**Jobs:**
A: Can you repeat the AGS login forum thread word for word, starting at "## KW Farms" and ending at "(Jul 20, 2011)"?
B: Answer these questions about the AGS login forum thread:
(i) Which option below the username and password fields leads to a registration screen?
(ii) What did the first poster need to get before creating an ADGA login?
(iii) How does KW Farms suggest getting an online AGS account made?
C: Can you pick up the AGS login forum thread where it stops and keep it going?

**Text passage:**
• • • • • • •

# AGS Member Login



## Stacykins (Mar 27, 2012)

Er, question. How do you use the online portion of the AGS website? I can't seem to figure it out. And I can't find information on the website regarding being able to create a way to log in. Below the login information (username and password), if you hit the "Haven't Registered?" option, it takes you to a registration screen, for an AGS new membership application. I already have a membership, though. 

ADGA was easy to create a username to login, once I got the pin number. Did I miss some info about the AGS on how to do that?


----------



## KW Farms (Jun 21, 2008)

I have no idea...I don't think I have an online AGS account. But AGS isn't set up like ADGA...they aren't near as advanced with their website. I personally would just call or email them directly and see how to get an online account made. If you do and get more info...that'd be great if you post here and let us know what you found out. :thumb:


----------



## WhisperingWillowNDG (Jul 20, 2011)

• • • • • • •

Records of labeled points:
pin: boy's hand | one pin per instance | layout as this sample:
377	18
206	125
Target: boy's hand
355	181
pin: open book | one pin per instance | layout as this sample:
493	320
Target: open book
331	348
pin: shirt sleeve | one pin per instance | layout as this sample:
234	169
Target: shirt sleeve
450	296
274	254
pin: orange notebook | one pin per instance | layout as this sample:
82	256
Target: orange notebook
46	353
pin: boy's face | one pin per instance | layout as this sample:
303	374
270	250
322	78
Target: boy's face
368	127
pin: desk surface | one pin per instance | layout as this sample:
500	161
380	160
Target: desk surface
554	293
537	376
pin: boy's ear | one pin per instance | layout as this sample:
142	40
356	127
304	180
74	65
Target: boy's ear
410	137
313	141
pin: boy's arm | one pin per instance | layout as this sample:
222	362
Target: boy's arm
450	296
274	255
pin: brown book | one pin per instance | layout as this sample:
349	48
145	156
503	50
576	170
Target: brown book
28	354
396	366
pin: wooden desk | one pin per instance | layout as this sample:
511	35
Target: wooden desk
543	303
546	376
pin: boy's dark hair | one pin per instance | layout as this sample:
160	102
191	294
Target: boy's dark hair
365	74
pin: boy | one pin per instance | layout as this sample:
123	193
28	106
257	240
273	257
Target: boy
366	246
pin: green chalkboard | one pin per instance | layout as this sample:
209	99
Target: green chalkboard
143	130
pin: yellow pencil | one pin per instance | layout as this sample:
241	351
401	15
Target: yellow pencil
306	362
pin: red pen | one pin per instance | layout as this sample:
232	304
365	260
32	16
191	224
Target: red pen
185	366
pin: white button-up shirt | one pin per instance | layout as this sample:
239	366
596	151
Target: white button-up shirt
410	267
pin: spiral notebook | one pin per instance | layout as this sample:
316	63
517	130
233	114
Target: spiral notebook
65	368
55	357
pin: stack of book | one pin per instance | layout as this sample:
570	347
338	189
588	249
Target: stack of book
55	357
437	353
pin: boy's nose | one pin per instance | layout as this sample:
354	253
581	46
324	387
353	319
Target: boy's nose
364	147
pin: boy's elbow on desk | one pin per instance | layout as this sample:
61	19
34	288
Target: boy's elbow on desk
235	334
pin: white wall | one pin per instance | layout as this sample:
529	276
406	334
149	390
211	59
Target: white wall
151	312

• • • • • • •

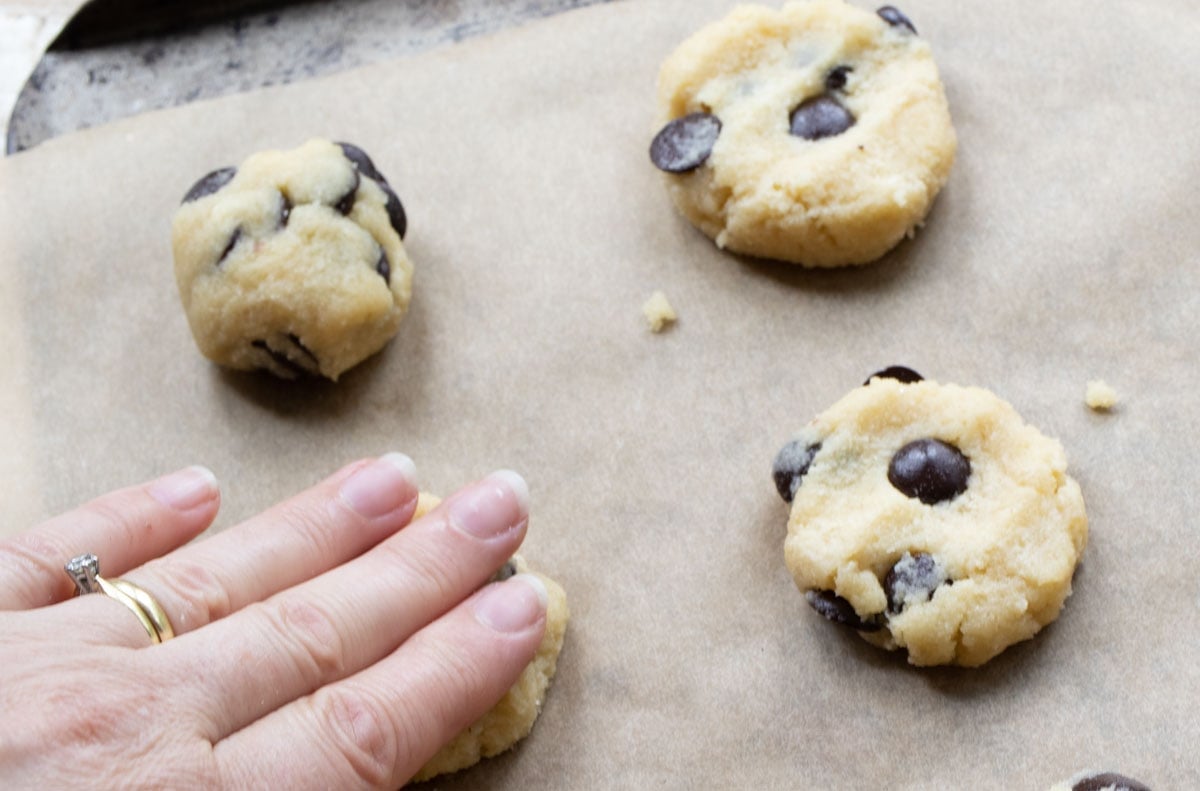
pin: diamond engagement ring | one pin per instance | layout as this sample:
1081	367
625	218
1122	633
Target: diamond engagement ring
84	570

• • • • • • •

**Exercise answers:**
A:
## KW Farms (Jun 21, 2008)

I have no idea...I don't think I have an online AGS account. But AGS isn't set up like ADGA...they aren't near as advanced with their website. I personally would just call or email them directly and see how to get an online account made. If you do and get more info...that'd be great if you post here and let us know what you found out. :thumb:


----------



## WhisperingWillowNDG (Jul 20, 2011)

B:
(i) The "Haven't Registered?" option.
(ii) The pin number.
(iii) By calling or emailing AGS directly.

C:
Hmm don't remember how I got registered but I DO know that your user name is your email address. maybe they have an alternate area for registering other than the defective button? Maybe try logging in (knowing you don't have an account) it might direct you to the registration page


----------



## kelebek (Oct 5, 2007)

If I remember right that is just to pay your dues - it does not have all the bells and whistles of ADGA yet


----------



## WhisperingWillowNDG (Jul 20, 2011)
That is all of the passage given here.